_Input records:_

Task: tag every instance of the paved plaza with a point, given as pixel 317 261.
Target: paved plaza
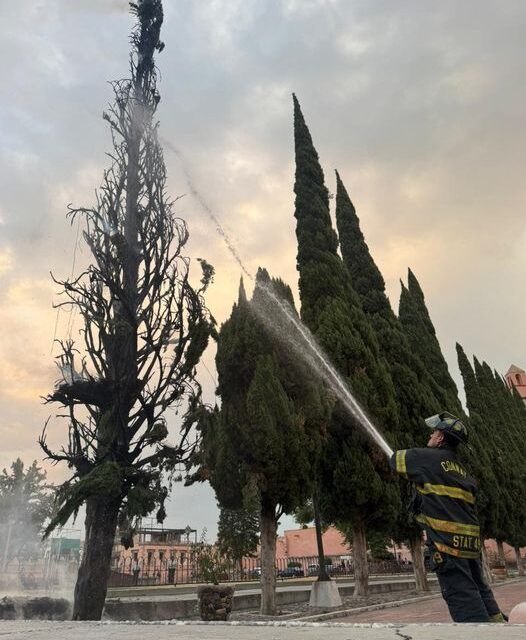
pixel 396 623
pixel 18 630
pixel 435 610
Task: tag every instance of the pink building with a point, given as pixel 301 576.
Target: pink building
pixel 301 543
pixel 516 377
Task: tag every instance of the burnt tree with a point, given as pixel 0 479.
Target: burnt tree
pixel 144 329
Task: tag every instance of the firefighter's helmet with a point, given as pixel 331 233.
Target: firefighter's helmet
pixel 450 424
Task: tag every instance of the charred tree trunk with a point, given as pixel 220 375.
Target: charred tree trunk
pixel 417 556
pixel 94 570
pixel 501 555
pixel 361 566
pixel 520 564
pixel 485 564
pixel 268 559
pixel 323 576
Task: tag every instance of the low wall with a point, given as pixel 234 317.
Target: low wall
pixel 166 608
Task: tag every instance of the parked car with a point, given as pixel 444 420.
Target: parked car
pixel 312 569
pixel 291 572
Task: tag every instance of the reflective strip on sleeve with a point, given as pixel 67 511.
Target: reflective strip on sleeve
pixel 449 527
pixel 400 461
pixel 456 552
pixel 444 490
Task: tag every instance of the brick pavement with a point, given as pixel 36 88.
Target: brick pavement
pixel 507 595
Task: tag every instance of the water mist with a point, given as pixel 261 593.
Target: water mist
pixel 282 321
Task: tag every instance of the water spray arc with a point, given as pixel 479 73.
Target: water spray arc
pixel 283 322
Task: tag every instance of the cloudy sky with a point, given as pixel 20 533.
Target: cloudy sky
pixel 419 105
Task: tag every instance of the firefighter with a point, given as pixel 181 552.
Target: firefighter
pixel 445 508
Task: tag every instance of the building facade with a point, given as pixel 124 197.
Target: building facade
pixel 516 378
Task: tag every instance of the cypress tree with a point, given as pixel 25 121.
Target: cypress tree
pixel 412 383
pixel 495 416
pixel 266 434
pixel 237 534
pixel 419 328
pixel 355 484
pixel 479 454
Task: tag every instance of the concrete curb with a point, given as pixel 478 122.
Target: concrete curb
pixel 343 613
pixel 331 615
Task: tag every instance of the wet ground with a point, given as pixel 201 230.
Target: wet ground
pixel 435 610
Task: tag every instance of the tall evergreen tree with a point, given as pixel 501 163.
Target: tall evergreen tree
pixel 144 328
pixel 265 437
pixel 238 533
pixel 413 386
pixel 419 328
pixel 355 484
pixel 479 453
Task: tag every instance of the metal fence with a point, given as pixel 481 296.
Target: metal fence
pixel 185 570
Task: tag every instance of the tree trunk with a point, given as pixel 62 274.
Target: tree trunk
pixel 501 555
pixel 323 576
pixel 268 560
pixel 94 570
pixel 485 564
pixel 361 566
pixel 417 556
pixel 520 564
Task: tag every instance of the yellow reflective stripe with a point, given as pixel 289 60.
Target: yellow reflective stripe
pixel 456 552
pixel 497 617
pixel 400 461
pixel 449 527
pixel 444 490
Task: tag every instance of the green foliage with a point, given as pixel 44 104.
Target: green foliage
pixel 238 533
pixel 378 543
pixel 497 450
pixel 420 331
pixel 355 483
pixel 264 435
pixel 414 388
pixel 304 514
pixel 145 326
pixel 26 505
pixel 209 562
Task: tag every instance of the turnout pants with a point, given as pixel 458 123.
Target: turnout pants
pixel 468 597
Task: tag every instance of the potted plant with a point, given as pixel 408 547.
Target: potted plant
pixel 215 600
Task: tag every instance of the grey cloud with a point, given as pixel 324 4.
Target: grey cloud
pixel 419 106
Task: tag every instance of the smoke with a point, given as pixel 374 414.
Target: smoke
pixel 288 328
pixel 29 565
pixel 98 6
pixel 206 208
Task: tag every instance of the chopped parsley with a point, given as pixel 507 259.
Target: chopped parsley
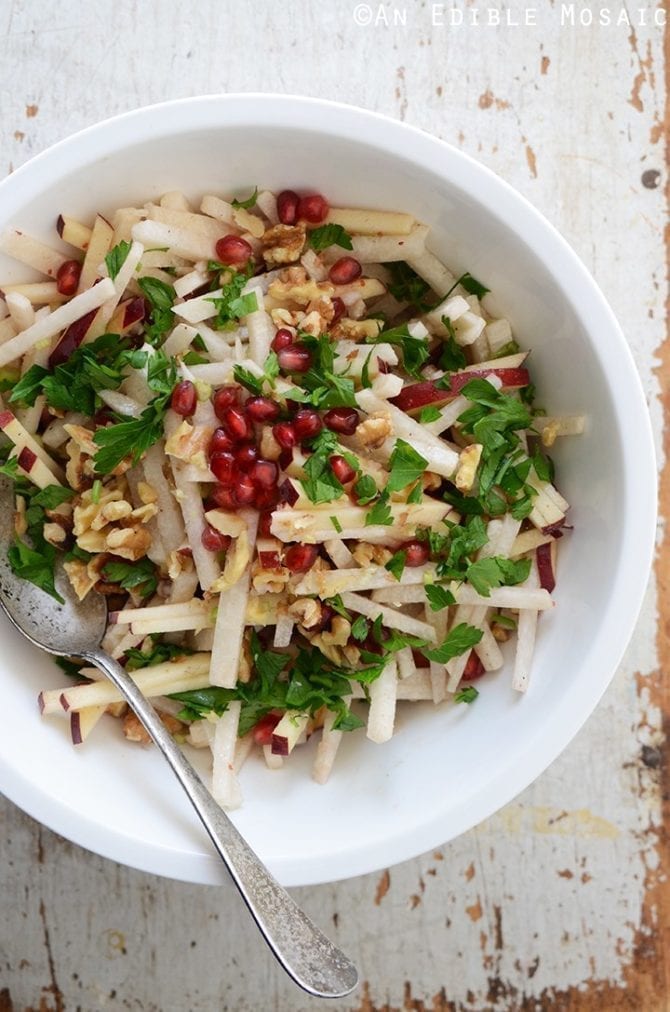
pixel 249 202
pixel 329 235
pixel 458 640
pixel 116 257
pixel 396 564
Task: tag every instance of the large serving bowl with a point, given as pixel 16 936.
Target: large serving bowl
pixel 448 767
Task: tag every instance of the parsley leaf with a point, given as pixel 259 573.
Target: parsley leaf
pixel 487 574
pixel 329 235
pixel 396 564
pixel 458 640
pixel 141 576
pixel 381 512
pixel 161 298
pixel 467 694
pixel 406 466
pixel 116 257
pixel 249 202
pixel 414 349
pixel 407 286
pixel 438 597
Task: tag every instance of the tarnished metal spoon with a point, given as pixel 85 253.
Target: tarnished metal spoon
pixel 76 629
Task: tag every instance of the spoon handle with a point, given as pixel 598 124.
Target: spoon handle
pixel 304 951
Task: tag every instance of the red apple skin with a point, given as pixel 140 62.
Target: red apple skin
pixel 546 567
pixel 420 395
pixel 279 745
pixel 75 728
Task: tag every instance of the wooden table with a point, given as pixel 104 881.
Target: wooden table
pixel 561 900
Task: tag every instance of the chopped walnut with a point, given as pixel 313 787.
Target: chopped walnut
pixel 468 465
pixel 314 324
pixel 373 430
pixel 307 611
pixel 339 633
pixel 430 481
pixel 135 731
pixel 129 542
pixel 147 493
pixel 366 555
pixel 355 330
pixel 550 433
pixel 268 581
pixel 54 533
pixel 283 243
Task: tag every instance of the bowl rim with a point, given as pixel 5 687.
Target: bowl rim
pixel 578 287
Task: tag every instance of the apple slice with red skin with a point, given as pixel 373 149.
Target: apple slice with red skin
pixel 545 556
pixel 419 395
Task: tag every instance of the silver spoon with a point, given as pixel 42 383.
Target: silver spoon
pixel 75 629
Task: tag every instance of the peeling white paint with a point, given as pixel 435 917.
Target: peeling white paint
pixel 564 893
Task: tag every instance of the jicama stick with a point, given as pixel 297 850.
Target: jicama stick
pixel 57 321
pixel 231 618
pixel 357 221
pixel 391 618
pixel 439 457
pixel 31 252
pixel 225 785
pixel 383 696
pixel 313 525
pixel 161 679
pixel 327 748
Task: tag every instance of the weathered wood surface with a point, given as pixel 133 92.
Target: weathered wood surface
pixel 560 901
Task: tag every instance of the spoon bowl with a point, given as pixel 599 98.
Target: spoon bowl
pixel 75 628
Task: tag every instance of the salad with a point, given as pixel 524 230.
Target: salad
pixel 296 452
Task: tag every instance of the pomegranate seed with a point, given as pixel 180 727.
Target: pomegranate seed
pixel 184 399
pixel 221 442
pixel 343 472
pixel 244 491
pixel 417 553
pixel 301 558
pixel 214 540
pixel 287 492
pixel 245 456
pixel 263 730
pixel 307 424
pixel 284 434
pixel 223 498
pixel 266 498
pixel 237 424
pixel 339 309
pixel 264 474
pixel 295 359
pixel 313 207
pixel 226 397
pixel 223 468
pixel 233 250
pixel 287 202
pixel 262 409
pixel 282 339
pixel 342 420
pixel 264 523
pixel 474 668
pixel 67 277
pixel 345 270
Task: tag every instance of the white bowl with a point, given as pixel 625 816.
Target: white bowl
pixel 449 767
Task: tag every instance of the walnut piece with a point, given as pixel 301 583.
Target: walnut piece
pixel 283 243
pixel 373 430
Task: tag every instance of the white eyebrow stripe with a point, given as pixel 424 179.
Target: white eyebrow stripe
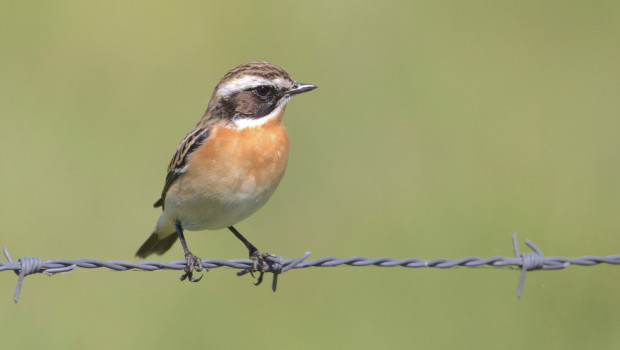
pixel 248 81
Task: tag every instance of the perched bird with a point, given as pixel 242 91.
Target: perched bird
pixel 230 163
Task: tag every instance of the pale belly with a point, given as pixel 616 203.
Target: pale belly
pixel 197 210
pixel 227 180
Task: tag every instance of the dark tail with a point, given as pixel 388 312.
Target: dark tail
pixel 156 245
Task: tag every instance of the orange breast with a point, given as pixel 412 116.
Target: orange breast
pixel 240 161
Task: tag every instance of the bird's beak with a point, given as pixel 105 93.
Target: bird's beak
pixel 298 88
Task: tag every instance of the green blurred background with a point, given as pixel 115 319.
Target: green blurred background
pixel 438 129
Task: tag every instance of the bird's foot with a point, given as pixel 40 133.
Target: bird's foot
pixel 193 263
pixel 260 264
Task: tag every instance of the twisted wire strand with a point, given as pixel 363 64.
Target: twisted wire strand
pixel 25 266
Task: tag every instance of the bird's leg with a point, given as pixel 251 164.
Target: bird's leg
pixel 259 260
pixel 191 260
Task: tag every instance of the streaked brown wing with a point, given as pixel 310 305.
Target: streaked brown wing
pixel 178 164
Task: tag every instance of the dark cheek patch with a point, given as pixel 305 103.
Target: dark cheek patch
pixel 248 105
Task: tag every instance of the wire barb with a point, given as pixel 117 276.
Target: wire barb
pixel 278 265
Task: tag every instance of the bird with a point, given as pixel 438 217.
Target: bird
pixel 229 164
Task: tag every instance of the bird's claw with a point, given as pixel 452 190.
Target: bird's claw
pixel 193 263
pixel 259 264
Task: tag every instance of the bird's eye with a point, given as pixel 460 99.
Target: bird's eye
pixel 263 91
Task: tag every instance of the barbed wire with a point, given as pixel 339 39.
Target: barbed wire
pixel 25 266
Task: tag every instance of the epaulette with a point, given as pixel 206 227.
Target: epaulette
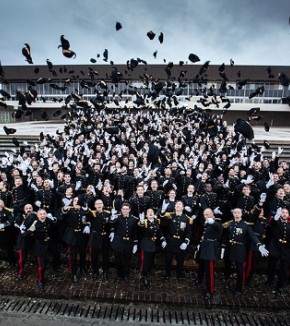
pixel 227 224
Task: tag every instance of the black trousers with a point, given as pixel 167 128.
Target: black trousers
pixel 123 259
pixel 96 254
pixel 283 273
pixel 147 260
pixel 179 256
pixel 73 252
pixel 207 268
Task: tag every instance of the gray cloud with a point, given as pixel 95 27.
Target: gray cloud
pixel 249 31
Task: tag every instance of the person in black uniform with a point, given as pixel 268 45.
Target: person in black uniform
pixel 139 203
pixel 279 248
pixel 124 240
pixel 5 194
pixel 177 232
pixel 156 196
pixel 150 235
pixel 74 236
pixel 25 241
pixel 46 198
pixel 6 238
pixel 99 242
pixel 234 246
pixel 44 244
pixel 209 251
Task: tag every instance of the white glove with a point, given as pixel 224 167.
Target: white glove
pixel 99 185
pixel 78 185
pixel 66 202
pixel 269 183
pixel 165 183
pixel 264 252
pixel 38 203
pixel 86 229
pixel 34 187
pixel 111 236
pixel 209 220
pixel 142 217
pixel 22 228
pixel 164 207
pixel 114 214
pixel 280 150
pixel 263 197
pixel 52 218
pixel 183 246
pixel 278 214
pixel 273 155
pixel 163 244
pixel 249 179
pixel 188 209
pixel 134 249
pixel 217 210
pixel 32 227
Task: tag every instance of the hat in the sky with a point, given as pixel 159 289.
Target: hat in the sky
pixel 244 128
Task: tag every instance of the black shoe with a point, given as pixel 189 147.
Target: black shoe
pixel 146 283
pixel 58 269
pixel 95 276
pixel 207 296
pixel 75 279
pixel 83 273
pixel 197 282
pixel 237 294
pixel 40 285
pixel 105 276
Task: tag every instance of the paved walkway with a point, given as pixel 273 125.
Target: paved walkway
pixel 35 127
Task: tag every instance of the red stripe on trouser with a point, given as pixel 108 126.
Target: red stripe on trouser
pixel 39 270
pixel 20 262
pixel 244 273
pixel 91 254
pixel 142 261
pixel 69 258
pixel 211 276
pixel 249 264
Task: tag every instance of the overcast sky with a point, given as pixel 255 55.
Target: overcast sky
pixel 251 32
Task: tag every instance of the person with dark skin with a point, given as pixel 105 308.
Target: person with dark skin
pixel 209 251
pixel 234 247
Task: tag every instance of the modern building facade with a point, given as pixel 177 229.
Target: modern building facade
pixel 228 90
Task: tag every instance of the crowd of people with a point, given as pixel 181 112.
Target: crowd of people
pixel 117 184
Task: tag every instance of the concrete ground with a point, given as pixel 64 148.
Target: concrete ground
pixel 35 127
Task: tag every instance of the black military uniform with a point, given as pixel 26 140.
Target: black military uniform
pixel 125 229
pixel 99 242
pixel 279 250
pixel 46 199
pixel 139 205
pixel 235 240
pixel 19 199
pixel 156 198
pixel 150 235
pixel 43 245
pixel 6 235
pixel 209 253
pixel 75 239
pixel 177 230
pixel 25 241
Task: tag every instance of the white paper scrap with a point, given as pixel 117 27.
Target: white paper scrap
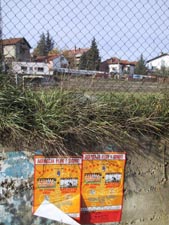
pixel 50 211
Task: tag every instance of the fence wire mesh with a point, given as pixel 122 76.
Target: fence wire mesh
pixel 124 37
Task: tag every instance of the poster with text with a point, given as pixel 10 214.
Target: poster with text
pixel 58 180
pixel 102 187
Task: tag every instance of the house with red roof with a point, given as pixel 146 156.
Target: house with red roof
pixel 16 49
pixel 120 66
pixel 75 54
pixel 54 61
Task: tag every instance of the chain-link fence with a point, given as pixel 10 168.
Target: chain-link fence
pixel 122 39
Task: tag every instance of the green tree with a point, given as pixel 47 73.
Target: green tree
pixel 91 59
pixel 83 61
pixel 49 42
pixel 140 66
pixel 44 46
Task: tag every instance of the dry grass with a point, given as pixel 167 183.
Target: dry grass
pixel 67 121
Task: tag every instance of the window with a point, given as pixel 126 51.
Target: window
pixel 40 69
pixel 24 68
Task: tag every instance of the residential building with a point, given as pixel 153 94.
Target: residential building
pixel 54 61
pixel 120 67
pixel 15 49
pixel 74 56
pixel 159 62
pixel 31 68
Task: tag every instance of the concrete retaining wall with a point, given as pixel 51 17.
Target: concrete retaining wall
pixel 146 188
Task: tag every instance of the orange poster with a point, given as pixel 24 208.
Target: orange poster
pixel 58 180
pixel 102 187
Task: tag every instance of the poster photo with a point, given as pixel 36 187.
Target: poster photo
pixel 57 180
pixel 102 187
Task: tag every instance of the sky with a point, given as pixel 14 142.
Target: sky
pixel 122 28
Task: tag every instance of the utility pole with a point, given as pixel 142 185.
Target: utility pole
pixel 1 42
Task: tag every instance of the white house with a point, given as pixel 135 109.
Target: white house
pixel 32 68
pixel 57 61
pixel 118 66
pixel 158 62
pixel 16 49
pixel 54 61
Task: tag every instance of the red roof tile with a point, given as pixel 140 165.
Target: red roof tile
pixel 13 41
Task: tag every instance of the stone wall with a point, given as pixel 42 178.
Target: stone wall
pixel 146 188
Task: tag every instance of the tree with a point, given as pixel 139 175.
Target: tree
pixel 83 61
pixel 44 46
pixel 49 43
pixel 91 59
pixel 140 66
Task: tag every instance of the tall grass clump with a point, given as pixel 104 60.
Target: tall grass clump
pixel 65 122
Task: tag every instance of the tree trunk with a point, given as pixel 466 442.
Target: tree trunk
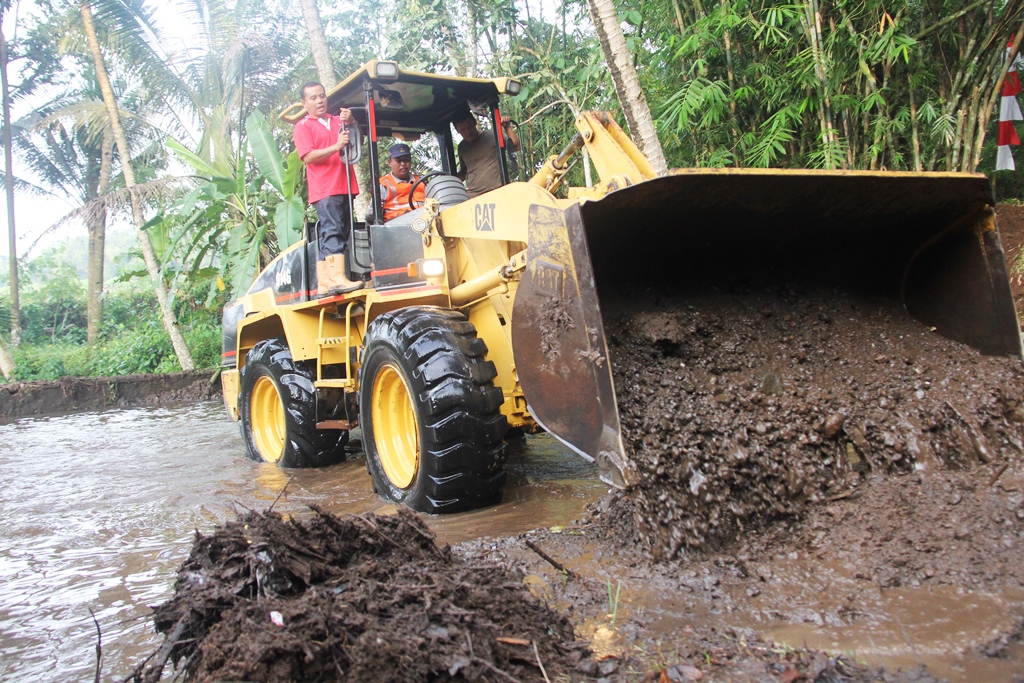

_Exercise description:_ Return the lines of the listing above exactly as they appear, from the line with "Task: tag every instance of the spoon handle" up to and including the line with "pixel 564 893".

_Full solution:_
Task: tag every instance of the spoon handle with a point, given as pixel 598 124.
Target: spoon handle
pixel 304 951
Task: tag every instance of the red apple skin with a point, given as pixel 140 62.
Target: red apple skin
pixel 546 567
pixel 420 395
pixel 279 745
pixel 75 728
Task: tag every instance of the wooden table with a point, given as pixel 104 881.
Target: wooden table
pixel 561 900
Task: tag every instance of the chopped walnut with a point, given as pixel 313 787.
Target: chopped walnut
pixel 468 465
pixel 314 324
pixel 373 430
pixel 307 611
pixel 339 633
pixel 430 481
pixel 135 731
pixel 129 542
pixel 147 493
pixel 366 555
pixel 355 330
pixel 550 433
pixel 268 581
pixel 54 533
pixel 283 243
Task: tag every instance of the bowl rim with a point, given as pixel 5 687.
Target: bowl rim
pixel 578 287
Task: tag every instance of the apple slice with red skin with a point, given as pixel 373 149.
Target: apple slice with red skin
pixel 545 556
pixel 419 395
Task: tag every instance of the silver spoon with a point, given as pixel 42 383.
Target: silver spoon
pixel 75 629
Task: tag every instance of the peeling white paint with a point, given as pixel 435 917.
Target: peeling white paint
pixel 564 893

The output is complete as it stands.